**What to do**. Scan the following data for lines with "each" and state how many there are, as a number only.
▬▬▬
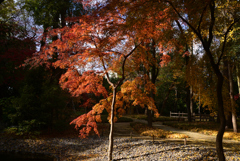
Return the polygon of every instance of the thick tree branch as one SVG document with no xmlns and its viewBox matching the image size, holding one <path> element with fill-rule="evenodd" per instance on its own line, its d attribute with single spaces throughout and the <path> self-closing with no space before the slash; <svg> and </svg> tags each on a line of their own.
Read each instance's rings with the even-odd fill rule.
<svg viewBox="0 0 240 161">
<path fill-rule="evenodd" d="M 214 0 L 212 0 L 212 1 L 214 1 Z M 178 10 L 175 8 L 175 6 L 172 4 L 172 2 L 170 2 L 169 0 L 166 0 L 165 2 L 167 2 L 167 3 L 169 3 L 169 5 L 173 8 L 173 10 L 175 11 L 175 13 L 179 16 L 179 18 L 183 21 L 183 22 L 185 22 L 192 30 L 193 30 L 193 32 L 197 35 L 197 37 L 199 38 L 199 40 L 202 42 L 202 45 L 203 45 L 203 48 L 204 48 L 204 50 L 206 51 L 206 54 L 208 55 L 208 57 L 209 57 L 209 59 L 210 59 L 210 63 L 211 63 L 211 65 L 213 66 L 213 69 L 214 69 L 214 71 L 215 72 L 218 72 L 218 70 L 217 70 L 217 64 L 214 62 L 214 59 L 213 59 L 213 55 L 212 55 L 212 53 L 211 53 L 211 51 L 210 51 L 210 44 L 209 43 L 211 43 L 211 41 L 212 41 L 212 37 L 213 37 L 213 35 L 212 35 L 212 29 L 213 29 L 213 26 L 214 26 L 214 23 L 215 23 L 215 18 L 214 17 L 212 17 L 212 19 L 211 19 L 211 25 L 210 26 L 212 26 L 212 28 L 211 29 L 209 29 L 209 32 L 211 32 L 211 33 L 209 33 L 209 40 L 207 41 L 207 40 L 205 40 L 205 39 L 203 39 L 203 37 L 202 37 L 202 35 L 201 35 L 201 33 L 200 32 L 198 32 L 186 19 L 184 19 L 183 17 L 182 17 L 182 15 L 178 12 Z M 211 2 L 210 2 L 211 3 Z M 213 5 L 211 5 L 212 7 L 213 7 Z M 211 7 L 210 6 L 210 7 Z M 215 6 L 215 4 L 214 4 L 214 6 Z M 211 10 L 211 11 L 215 11 L 214 9 L 213 10 Z M 211 12 L 211 16 L 214 16 L 214 13 L 212 13 Z"/>
<path fill-rule="evenodd" d="M 141 43 L 142 43 L 142 42 L 141 42 Z M 127 60 L 127 58 L 137 49 L 137 47 L 141 45 L 141 43 L 139 43 L 138 45 L 136 45 L 127 55 L 124 55 L 124 60 L 123 60 L 123 63 L 122 63 L 122 78 L 121 78 L 116 84 L 114 84 L 114 83 L 112 83 L 112 82 L 110 81 L 110 77 L 109 77 L 109 74 L 108 74 L 108 72 L 107 72 L 107 68 L 106 68 L 106 66 L 105 66 L 103 57 L 100 58 L 101 61 L 102 61 L 102 66 L 103 66 L 103 68 L 104 68 L 106 77 L 107 77 L 107 81 L 108 81 L 108 83 L 109 83 L 112 87 L 114 87 L 114 88 L 118 87 L 118 86 L 122 83 L 122 81 L 125 79 L 125 69 L 124 69 L 124 67 L 125 67 L 126 60 Z"/>
<path fill-rule="evenodd" d="M 109 77 L 107 68 L 105 67 L 105 63 L 104 63 L 103 57 L 101 57 L 100 59 L 101 59 L 101 61 L 102 61 L 102 66 L 103 66 L 103 69 L 104 69 L 105 74 L 106 74 L 106 76 L 107 76 L 107 81 L 108 81 L 108 83 L 109 83 L 112 87 L 114 87 L 114 84 L 110 81 L 110 77 Z"/>
<path fill-rule="evenodd" d="M 121 83 L 122 83 L 122 81 L 125 79 L 125 63 L 126 63 L 126 60 L 127 60 L 127 58 L 137 49 L 137 47 L 138 46 L 140 46 L 142 44 L 142 42 L 141 43 L 139 43 L 138 45 L 136 45 L 133 49 L 132 49 L 132 51 L 130 51 L 127 55 L 124 55 L 124 60 L 123 60 L 123 64 L 122 64 L 122 78 L 118 81 L 118 83 L 116 84 L 116 86 L 119 86 Z"/>
<path fill-rule="evenodd" d="M 203 16 L 204 16 L 204 13 L 205 13 L 206 9 L 207 9 L 207 5 L 206 5 L 206 6 L 204 7 L 204 9 L 203 9 L 203 12 L 202 12 L 202 14 L 201 14 L 201 17 L 200 17 L 200 20 L 199 20 L 199 23 L 198 23 L 197 30 L 198 30 L 199 33 L 201 33 L 200 27 L 201 27 L 201 23 L 202 23 Z"/>
<path fill-rule="evenodd" d="M 193 32 L 198 36 L 198 38 L 200 39 L 200 41 L 203 43 L 203 38 L 202 38 L 202 35 L 201 33 L 199 33 L 186 19 L 184 19 L 182 17 L 182 15 L 178 12 L 178 10 L 175 8 L 175 6 L 172 4 L 172 2 L 170 1 L 166 1 L 167 3 L 169 3 L 170 6 L 172 6 L 173 10 L 175 11 L 175 13 L 178 15 L 178 17 L 183 21 L 185 22 L 192 30 Z"/>
<path fill-rule="evenodd" d="M 209 7 L 210 7 L 210 12 L 211 12 L 211 22 L 210 22 L 210 26 L 209 26 L 209 33 L 208 33 L 209 38 L 208 38 L 208 41 L 207 41 L 207 45 L 210 48 L 211 43 L 212 43 L 212 39 L 213 39 L 213 27 L 214 27 L 214 24 L 215 24 L 215 2 L 214 2 L 214 0 L 212 0 L 209 3 Z"/>
<path fill-rule="evenodd" d="M 179 23 L 179 21 L 178 20 L 175 20 L 175 22 L 177 23 L 177 25 L 178 25 L 178 28 L 179 28 L 179 30 L 180 30 L 180 32 L 181 32 L 181 34 L 183 35 L 183 28 L 182 28 L 182 26 L 181 26 L 181 24 Z"/>
</svg>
▬▬▬
**Written solution**. 2